TASK TO CARRY OUT
List every line in the rows below that contains the word "rough", copied in full.

EXERCISE MATERIAL

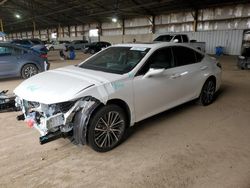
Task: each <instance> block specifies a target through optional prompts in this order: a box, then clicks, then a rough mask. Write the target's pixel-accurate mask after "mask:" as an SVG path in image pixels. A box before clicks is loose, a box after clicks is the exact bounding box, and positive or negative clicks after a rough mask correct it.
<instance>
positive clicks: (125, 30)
mask: <svg viewBox="0 0 250 188" xmlns="http://www.w3.org/2000/svg"><path fill="white" fill-rule="evenodd" d="M148 33H151V27H138V28H126V29H125V34H126V35H133V34H148Z"/></svg>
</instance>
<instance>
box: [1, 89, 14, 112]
mask: <svg viewBox="0 0 250 188" xmlns="http://www.w3.org/2000/svg"><path fill="white" fill-rule="evenodd" d="M17 110H19V109H18V108H16V106H15V95H14V94H13V93H11V94H9V93H8V90H3V91H0V112H6V111H17Z"/></svg>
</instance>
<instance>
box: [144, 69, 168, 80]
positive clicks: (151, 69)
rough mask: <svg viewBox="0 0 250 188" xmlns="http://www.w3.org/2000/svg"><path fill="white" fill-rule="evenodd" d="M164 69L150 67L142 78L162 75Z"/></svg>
mask: <svg viewBox="0 0 250 188" xmlns="http://www.w3.org/2000/svg"><path fill="white" fill-rule="evenodd" d="M164 70H165V69H164V68H161V69H154V68H150V69H149V71H148V72H147V73H146V74H145V75H144V76H143V78H149V77H152V76H159V75H162V74H163V72H164Z"/></svg>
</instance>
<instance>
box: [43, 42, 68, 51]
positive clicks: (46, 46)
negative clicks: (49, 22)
mask: <svg viewBox="0 0 250 188" xmlns="http://www.w3.org/2000/svg"><path fill="white" fill-rule="evenodd" d="M69 43H70V42H69V41H52V43H50V44H45V46H46V48H47V49H48V50H49V51H51V50H64V49H66V44H69Z"/></svg>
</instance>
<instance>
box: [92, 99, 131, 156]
mask: <svg viewBox="0 0 250 188" xmlns="http://www.w3.org/2000/svg"><path fill="white" fill-rule="evenodd" d="M126 124H127V120H126V115H125V113H124V110H123V109H122V108H120V107H119V106H117V105H114V104H111V105H107V106H104V107H102V108H101V109H99V110H98V111H97V112H96V113H95V114H94V115H93V117H91V118H90V122H89V128H88V144H89V146H90V147H91V148H93V149H94V150H95V151H98V152H106V151H110V150H112V149H113V148H115V147H116V146H117V145H119V144H120V143H121V142H122V140H123V137H124V135H125V131H126Z"/></svg>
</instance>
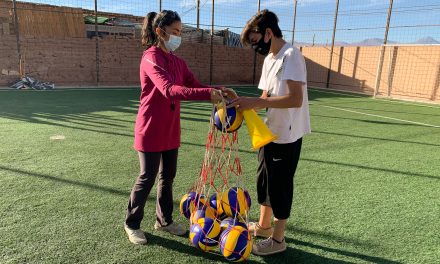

WRITTEN SOLUTION
Task: each <instance> block specifies a target through optional prompts in this order: a box, then clicks, then a rough mask. Write the target's pixel-accurate mask after "mask:" as an SVG path in image pixels. A box before clicks is loose, a box after clicks is the exact bounding box, and positive or negative clicks after a rough mask correct it.
rough mask: <svg viewBox="0 0 250 188" xmlns="http://www.w3.org/2000/svg"><path fill="white" fill-rule="evenodd" d="M164 69L150 67L142 78L162 75Z"/></svg>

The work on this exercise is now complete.